All lines from the one including "Find one point per instance of the american" to the bottom of the entries below should be repeated exactly, both ends kept.

Source records
========================================

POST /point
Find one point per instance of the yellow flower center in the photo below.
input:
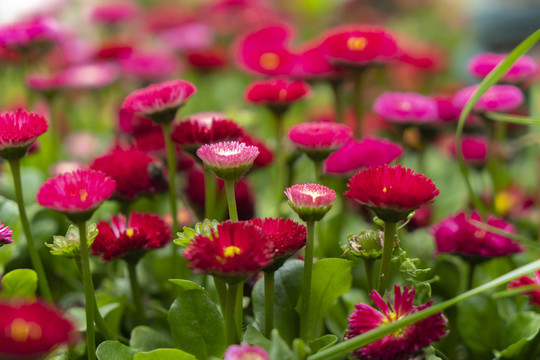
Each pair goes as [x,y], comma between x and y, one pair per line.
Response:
[357,43]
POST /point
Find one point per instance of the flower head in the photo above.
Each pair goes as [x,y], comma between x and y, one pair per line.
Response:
[527,281]
[245,352]
[392,192]
[128,239]
[160,101]
[496,98]
[406,108]
[406,341]
[459,235]
[18,130]
[229,159]
[355,155]
[310,201]
[77,194]
[482,64]
[31,330]
[319,139]
[235,249]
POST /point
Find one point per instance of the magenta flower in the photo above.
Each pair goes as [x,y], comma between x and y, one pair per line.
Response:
[458,235]
[482,64]
[18,130]
[355,155]
[406,108]
[229,159]
[245,352]
[496,98]
[405,342]
[77,194]
[310,201]
[319,139]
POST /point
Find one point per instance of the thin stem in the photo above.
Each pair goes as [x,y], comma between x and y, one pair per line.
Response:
[88,293]
[32,250]
[230,322]
[136,293]
[231,200]
[306,282]
[268,302]
[388,246]
[209,194]
[171,163]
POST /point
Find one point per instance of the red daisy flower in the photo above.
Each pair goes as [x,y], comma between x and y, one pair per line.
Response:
[31,330]
[405,342]
[130,239]
[160,101]
[76,194]
[525,281]
[233,249]
[134,171]
[458,235]
[392,192]
[18,130]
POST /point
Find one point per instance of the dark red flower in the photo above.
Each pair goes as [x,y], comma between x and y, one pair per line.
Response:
[31,330]
[129,239]
[392,192]
[233,249]
[459,235]
[405,342]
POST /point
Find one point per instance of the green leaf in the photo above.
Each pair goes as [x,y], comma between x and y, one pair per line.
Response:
[165,354]
[197,326]
[20,283]
[114,350]
[145,338]
[331,279]
[287,282]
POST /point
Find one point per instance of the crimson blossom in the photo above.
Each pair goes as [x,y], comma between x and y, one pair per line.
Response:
[392,192]
[407,341]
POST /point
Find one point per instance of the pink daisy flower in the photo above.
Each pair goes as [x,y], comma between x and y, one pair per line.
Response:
[406,108]
[392,192]
[310,201]
[229,160]
[405,342]
[77,194]
[497,98]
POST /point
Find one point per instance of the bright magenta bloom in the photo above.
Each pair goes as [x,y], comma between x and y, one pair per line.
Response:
[497,98]
[403,343]
[482,64]
[31,330]
[524,281]
[355,155]
[131,170]
[18,130]
[79,192]
[458,235]
[233,249]
[245,352]
[392,192]
[160,101]
[130,239]
[406,108]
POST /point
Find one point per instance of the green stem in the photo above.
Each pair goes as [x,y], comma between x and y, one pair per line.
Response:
[171,164]
[306,282]
[30,242]
[388,246]
[230,322]
[268,302]
[88,292]
[209,194]
[136,293]
[231,200]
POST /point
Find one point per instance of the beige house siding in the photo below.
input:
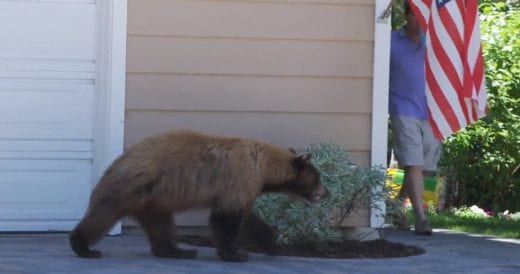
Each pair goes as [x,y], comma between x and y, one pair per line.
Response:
[291,72]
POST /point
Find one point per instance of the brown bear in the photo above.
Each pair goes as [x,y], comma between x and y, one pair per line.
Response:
[171,172]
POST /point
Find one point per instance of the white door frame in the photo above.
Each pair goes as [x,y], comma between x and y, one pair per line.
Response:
[381,72]
[109,107]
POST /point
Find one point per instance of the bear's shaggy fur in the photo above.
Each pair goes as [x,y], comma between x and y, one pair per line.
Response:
[175,171]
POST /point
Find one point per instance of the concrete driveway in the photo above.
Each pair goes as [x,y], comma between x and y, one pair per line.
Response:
[446,252]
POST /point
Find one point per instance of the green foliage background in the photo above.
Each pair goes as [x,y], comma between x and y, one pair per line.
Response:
[482,162]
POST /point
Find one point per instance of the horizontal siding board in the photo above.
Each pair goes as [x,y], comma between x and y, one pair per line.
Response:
[287,129]
[239,93]
[249,57]
[251,19]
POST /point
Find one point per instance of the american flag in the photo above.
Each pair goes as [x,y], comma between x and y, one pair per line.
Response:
[455,87]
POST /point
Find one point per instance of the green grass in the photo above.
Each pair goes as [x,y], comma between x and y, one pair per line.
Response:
[491,226]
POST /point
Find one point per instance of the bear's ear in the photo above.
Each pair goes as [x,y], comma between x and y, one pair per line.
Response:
[301,161]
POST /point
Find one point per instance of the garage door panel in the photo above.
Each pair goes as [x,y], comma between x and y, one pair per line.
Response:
[51,111]
[47,82]
[43,189]
[44,35]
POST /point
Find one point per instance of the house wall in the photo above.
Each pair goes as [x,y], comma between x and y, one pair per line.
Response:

========================================

▸ **ANSWER SECTION**:
Find one point per instance of the american flag in the photo above.
Each pair goes as [x,y], comma between x and y, one pair per line.
Response:
[455,87]
POST /point
Find one point per instance of the green grass in the photo above.
Each pair goes as [x,y], comma between x and y, one pair per line.
Response:
[491,226]
POST /point
Find one point per instance of the bear's ear in the photo above.
Each pair goes as [x,y], comma between x and y, one pair per line.
Response:
[301,161]
POST /point
Find one point per instance of the garage door panel in the photo above.
Each pair goes as [x,y], comma between x and y, one pair per line.
Response:
[51,111]
[47,82]
[43,189]
[44,35]
POST /point
Find one point per instance of the house wall in the photo above.
Each pair goes as [x,y], comma between x and y, one pair per line.
Response:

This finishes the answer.